» **OBIETTIVO DELL'ESERCIZIO**:
Per favore, trascrivi esattamente la parte dell'elenco che inizia con la riga contenente "Can you find the metal" e arriva fino alla fine dell'elenco, estremi inclusi.

+ + + + + + +

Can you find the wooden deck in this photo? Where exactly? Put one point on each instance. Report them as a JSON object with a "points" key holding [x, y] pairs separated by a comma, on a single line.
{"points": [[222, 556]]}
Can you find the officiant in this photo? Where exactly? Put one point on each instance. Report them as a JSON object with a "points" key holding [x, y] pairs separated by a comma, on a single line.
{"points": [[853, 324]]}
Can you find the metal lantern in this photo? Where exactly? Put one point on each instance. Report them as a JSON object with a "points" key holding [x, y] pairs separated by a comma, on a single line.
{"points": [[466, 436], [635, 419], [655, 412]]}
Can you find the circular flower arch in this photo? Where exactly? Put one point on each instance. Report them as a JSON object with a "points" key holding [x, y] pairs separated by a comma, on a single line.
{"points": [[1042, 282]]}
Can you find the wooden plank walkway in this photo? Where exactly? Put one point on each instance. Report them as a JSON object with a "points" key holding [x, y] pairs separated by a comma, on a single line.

+ + + + + + +

» **RISULTATO DELL'ESERCIZIO**:
Can you find the metal lantern in this photo? Where exactly? Put one point on each instance. Report them as a JSON object with a "points" key holding [x, y] pairs separated by a comma, on a single line.
{"points": [[466, 436], [635, 419], [655, 412]]}
Can you find the circular flower arch in this photo? Where exactly? Put one point on each instance. Report them as a JSON object with a "points" key holding [x, y] pairs separated by a comma, on a single line.
{"points": [[1042, 282]]}
Can you find the wooden plank walkway in this photo? Where exactly? Put one point on each instance. Report them as a JSON object with a "points" key holding [x, y] pairs separated by a comma, on a single line.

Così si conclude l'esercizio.